## EXCERPTED PASSAGE
**********
By Aris Spanos
One of R. A. Fisher’s (17 February 1890 — 29 July 1962) most remarkable, but least recognized, achievement was to initiate the recasting of statistical induction. Fisher (1922) pioneered modern frequentist statistics as a model-based approach to statistical induction anchored on the notion of a statistical model, formalized by:
Mθ(x)={f(x;θ); θ∈Θ}; x∈Rn ;Θ⊂Rm; m < n; (1)
where the distribution of the sample f(x;θ) ‘encapsulates’ the probabilistic information in the statistical model.
Before Fisher, the notion of a statistical model was vague and often implicit, and its role was primarily confined to the description of the distributional features of the data in hand using the histogram and the first few sample moments; implicitly imposing random (IID) samples. The problem was that statisticians at the time would use descriptive summaries of the data to claim generality beyond the data in hand x0:=(x1,x2,…,xn) As late as the 1920s, the problem of statistical induction was understood by Karl Pearson in terms of invoking (i) the ‘stability’ of empirical results for subsequent samples and (ii) a prior distribution for θ.
Fisher was able to recast statistical inference by turning Karl Pearson’s approach, proceeding from data x0 in search of a frequency curve f(x;ϑ) to describe its histogram, on its head. He proposed to begin with a prespecified Mθ(x) (a ‘hypothetical infinite population’), and view x0 as a ‘typical’ realization thereof; see Spanos (1999).
**********
[Dataset records]
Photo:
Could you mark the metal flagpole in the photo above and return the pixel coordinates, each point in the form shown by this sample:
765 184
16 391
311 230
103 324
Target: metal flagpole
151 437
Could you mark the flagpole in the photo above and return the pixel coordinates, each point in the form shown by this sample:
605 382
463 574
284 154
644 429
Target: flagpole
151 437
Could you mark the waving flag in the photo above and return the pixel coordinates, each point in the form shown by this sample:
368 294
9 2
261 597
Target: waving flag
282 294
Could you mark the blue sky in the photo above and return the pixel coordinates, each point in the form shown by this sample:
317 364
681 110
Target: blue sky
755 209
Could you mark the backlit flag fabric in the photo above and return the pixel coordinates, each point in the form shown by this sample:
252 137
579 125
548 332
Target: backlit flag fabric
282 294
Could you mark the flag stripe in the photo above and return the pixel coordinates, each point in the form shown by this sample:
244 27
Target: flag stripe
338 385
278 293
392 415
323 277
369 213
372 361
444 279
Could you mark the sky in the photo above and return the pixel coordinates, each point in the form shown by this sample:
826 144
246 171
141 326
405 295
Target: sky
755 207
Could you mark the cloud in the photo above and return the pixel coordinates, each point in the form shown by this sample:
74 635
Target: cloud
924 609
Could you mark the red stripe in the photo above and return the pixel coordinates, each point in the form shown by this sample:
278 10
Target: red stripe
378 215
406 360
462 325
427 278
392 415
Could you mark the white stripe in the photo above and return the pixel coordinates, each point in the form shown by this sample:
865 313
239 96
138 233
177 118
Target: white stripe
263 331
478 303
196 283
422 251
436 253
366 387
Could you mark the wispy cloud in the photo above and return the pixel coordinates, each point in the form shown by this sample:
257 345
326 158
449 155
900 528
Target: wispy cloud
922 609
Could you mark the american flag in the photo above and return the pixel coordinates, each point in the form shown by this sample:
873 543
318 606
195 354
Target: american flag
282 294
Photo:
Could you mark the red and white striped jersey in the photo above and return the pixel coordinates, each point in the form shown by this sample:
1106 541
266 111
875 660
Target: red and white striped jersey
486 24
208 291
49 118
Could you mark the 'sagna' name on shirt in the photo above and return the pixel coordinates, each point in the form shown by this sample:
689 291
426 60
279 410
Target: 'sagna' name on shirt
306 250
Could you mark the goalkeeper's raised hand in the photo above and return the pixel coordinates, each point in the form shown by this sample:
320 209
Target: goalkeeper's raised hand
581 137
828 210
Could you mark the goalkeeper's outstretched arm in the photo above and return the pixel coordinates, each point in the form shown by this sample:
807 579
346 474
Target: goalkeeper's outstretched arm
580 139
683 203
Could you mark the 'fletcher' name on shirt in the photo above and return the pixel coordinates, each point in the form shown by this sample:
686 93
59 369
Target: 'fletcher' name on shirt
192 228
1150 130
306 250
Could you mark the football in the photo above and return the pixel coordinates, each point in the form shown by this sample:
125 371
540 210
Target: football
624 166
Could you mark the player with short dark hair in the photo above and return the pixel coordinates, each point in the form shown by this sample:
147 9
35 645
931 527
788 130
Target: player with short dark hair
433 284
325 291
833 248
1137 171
**********
## EXERCISES TO COMPLETE
1 > Copy out the dataset records line for line, starting at the line that contains "Could you mark the goalkeeper's raised" and ending at the last line of the records.
2 > Write what comes next in the piece on Fisher's recasting of statistical induction, picking up after its final sentence.

## THE REPLIES
1 >
Could you mark the goalkeeper's raised hand in the photo above and return the pixel coordinates, each point in the form shown by this sample:
320 209
Target: goalkeeper's raised hand
581 137
828 210
Could you mark the goalkeeper's outstretched arm in the photo above and return the pixel coordinates, each point in the form shown by this sample:
807 579
346 474
Target: goalkeeper's outstretched arm
580 139
683 203
Could you mark the 'fletcher' name on shirt in the photo above and return the pixel coordinates, each point in the form shown by this sample:
686 93
59 369
Target: 'fletcher' name on shirt
192 228
1150 130
306 250
Could you mark the football in the photo above and return the pixel coordinates, each point in the form shown by this sample:
125 371
540 210
Target: football
624 166
Could you mark the player with short dark hair in the photo above and return the pixel coordinates, each point in the form shown by this sample:
147 9
35 645
931 527
788 130
Target: player with short dark hair
433 284
325 291
833 248
1137 171

2 >
In my mind, Fisher’s most enduring contribution is his devising a general way to ‘operationalize’ errors by embedding the material experiment into Mθ(x), and taming errors via probabilification, i.e. to define frequentist error probabilities in the context of a statistical model. These error probabilities are (a) deductively derived from the statistical model, and (b) provide a measure of the ‘effectiviness’ of the inference procedure: how often a certain method will give rise to correct inferences concerning the underlying ‘true’ Data Generating Mechanism (DGM). This cast aside the need for a prior. Both of these key elements, the statistical model and the error probabilities, have been refined and extended by Mayo’s error statistical approach (E.G., 1996). Learning from data is achieved when an inference is reached by an inductive procedure which, with high probability, will yield true conclusions from valid inductive premises (a statistical model); Mayo and Spanos (2011).
Frequentist statistical inference was largely in place by the late 1930s. Fisher, almost single-handedly, created the current theory of ‘optimal’ point estimation and formalized significance testing based on the p-value reasoning. In the early 1930s Neyman and Pearson (N-P) proposed an ‘optimal’ theory for hypothesis testing, by modifying/extending Fisher’s significance testing. By the late 1930s Neyman proposed an ‘optimal’ theory for interval estimation analogous to N-P testing. Despite these developments in frequentist statstics, its philosophical foundations concerned with the proper form of the underlying inductive reasoning were in a confused state. Fisher was arguing for ‘inductive inference’, spearheaded by his significance testing in conjunction with p-values and his fiducial probability for interval estimation. Neyman was arguing for ‘inductive behavior’ based on N-P testing and confidence interval estimation firmly grounded on pre-data error probabilities.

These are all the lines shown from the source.